▶ _The request_
Count the lines in the rows below that contain the string "pixels", treating uppercase and lowercase as different. Reply with the number only.

▶ _Region annotation entries_
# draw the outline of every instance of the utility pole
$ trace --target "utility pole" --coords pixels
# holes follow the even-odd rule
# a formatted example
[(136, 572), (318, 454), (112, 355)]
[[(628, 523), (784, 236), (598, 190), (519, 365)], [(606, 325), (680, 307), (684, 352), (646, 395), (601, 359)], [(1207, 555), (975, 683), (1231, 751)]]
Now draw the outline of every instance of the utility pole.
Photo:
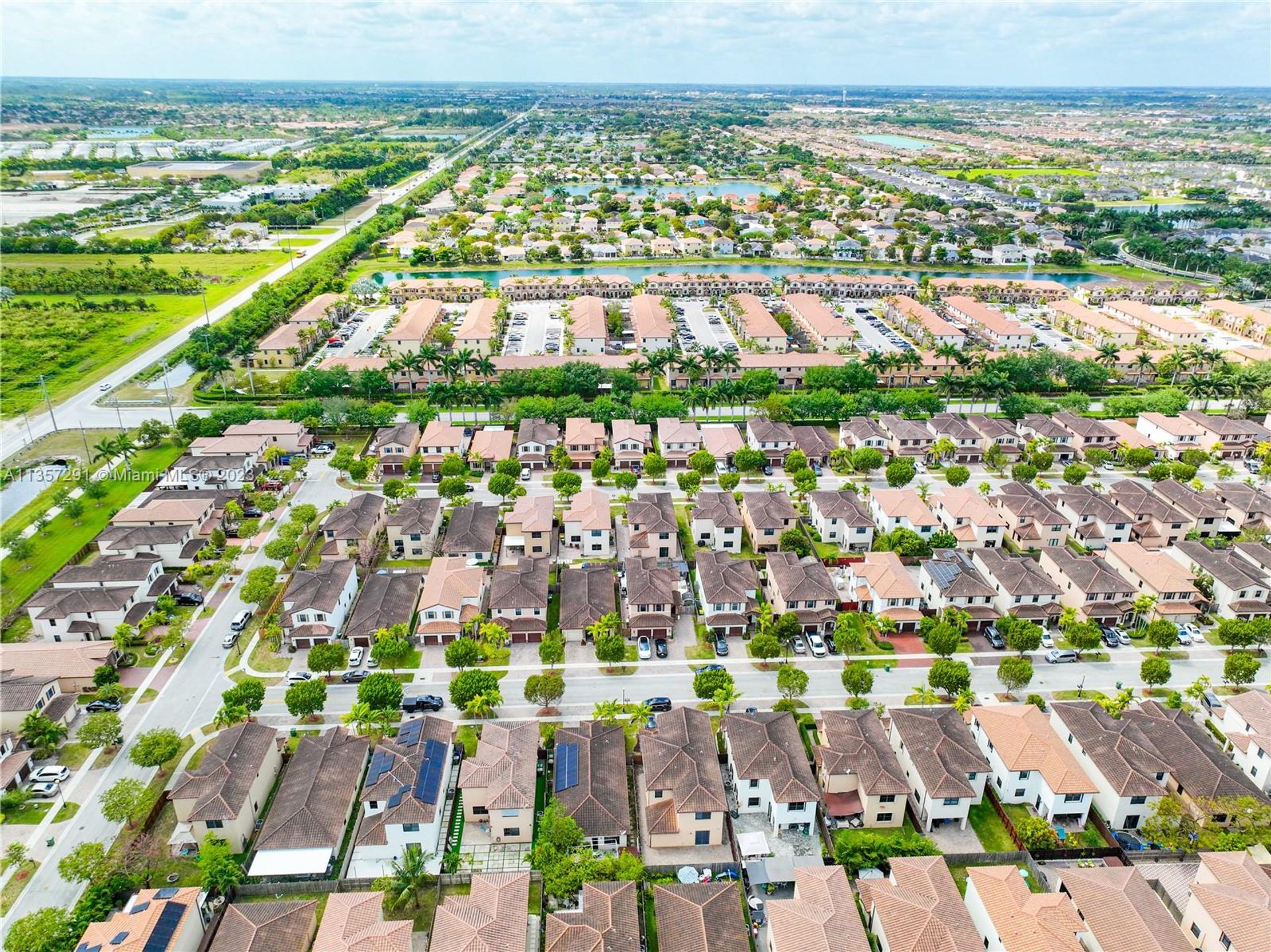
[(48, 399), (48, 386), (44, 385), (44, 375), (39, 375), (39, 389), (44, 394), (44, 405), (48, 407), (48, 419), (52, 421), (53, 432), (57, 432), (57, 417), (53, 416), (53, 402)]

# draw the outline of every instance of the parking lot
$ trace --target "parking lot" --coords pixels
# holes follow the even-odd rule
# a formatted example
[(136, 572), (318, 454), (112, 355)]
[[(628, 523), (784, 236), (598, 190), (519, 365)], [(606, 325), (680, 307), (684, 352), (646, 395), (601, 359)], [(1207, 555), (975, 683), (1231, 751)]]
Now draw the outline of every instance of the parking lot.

▶ _Response below_
2